Supplied passage
^^^^^^^^

When a claimant alleges a mental impairment, the Social Security Administration "must follow a special technique at every level in the administrative review process." 20 C.F.R. §§ 404.1520a(a) and 416.920a(a). First, the SSA evaluates the claimant's pertinent symptoms, signs and laboratory findings to determine whether the claimant has a medically determinable mental impairment and documents its findings if the claimant is determined to have such an impairment. Second, the SSA rates and documents the degree of functional limitation resulting from the impairment according to criteria as specified in 20 C.F.R. §§ 404.1520a(c) and 416.920a(c). Those sections provide as follows:

(c) Rating the degree of functional limitation. (1) Assessment of functional limitations is a complex and highly individualized process that requires us to consider multiple issues and all relevant evidence to obtain a longitudinal picture of your overall degree of functional limitation. We will consider all relevant and available clinical signs and laboratory findings, the effects of your symptoms, and how your functioning may be affected by factors including, but not limited to, chronic mental disorders, structured settings, medication and other treatment.
(2) We will rate the degree of your functional limitation based on the extent to which your impairment(s) interferes with your ability to function independently, appropriately, effectively, and on a sustained basis. Thus, we will consider such factors as the quality and level of your overall functional performance, any episodic limitations, the amount of supervision or assistance you require, and the settings in which you are able to function. See 12.00C through 12.00H of the Listing of Impairments in appendix 1 to this subpart for more information about the factors we consider when we rate the degree of your functional limitation.
(3) We have identified four broad functional areas in which we will rate the degree of your functional limitation: Activities of daily living; social functioning; concentration, persistence, or pace; and episodes of decompensation. See 12.00C of the Listings of Impairments.
(4) When we rate the degree of limitation in the first three functional areas (activities of daily living, social functioning; and concentration, persistence, or pace), we will use the following five-point scale: None, mild, moderate, marked, and extreme. When we rate the degree of limitation in the fourth functional area (episodes of decompensation), we will use the following four-point scale: None, one or two, three, four or more. The last point on each scale represents a degree of limitation that is incompatible with the ability to do any gainful activity.

^^^^^^^^

Work order 1
Retype the portion of the passage on mental impairment review starting at "(2) We will" and ending at "your functional limitation.".
Work order 2
According to the passage on mental impairment review, what scale is used to rate the degree of limitation in episodes of decompensation?
Rely solely on the passage on mental impairment review.

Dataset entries
^^^^^^^^

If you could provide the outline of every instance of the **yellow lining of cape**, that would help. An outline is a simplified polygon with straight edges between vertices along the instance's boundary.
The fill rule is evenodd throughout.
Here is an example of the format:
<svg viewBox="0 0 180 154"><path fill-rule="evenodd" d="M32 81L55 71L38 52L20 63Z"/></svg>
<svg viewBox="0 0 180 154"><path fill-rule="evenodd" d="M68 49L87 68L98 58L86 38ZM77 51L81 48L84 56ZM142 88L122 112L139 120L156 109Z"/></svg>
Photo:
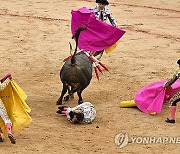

^^^^^^^^

Task output 1
(2) We will rate the degree of your functional limitation based on the extent to which your impairment(s) interferes with your ability to function independently, appropriately, effectively, and on a sustained basis. Thus, we will consider such factors as the quality and level of your overall functional performance, any episodic limitations, the amount of supervision or assistance you require, and the settings in which you are able to function. See 12.00C through 12.00H of the Listing of Impairments in appendix 1 to this subpart for more information about the factors we consider when we rate the degree of your functional limitation.

Task output 2
A four-point scale: none, one or two, three, four or more.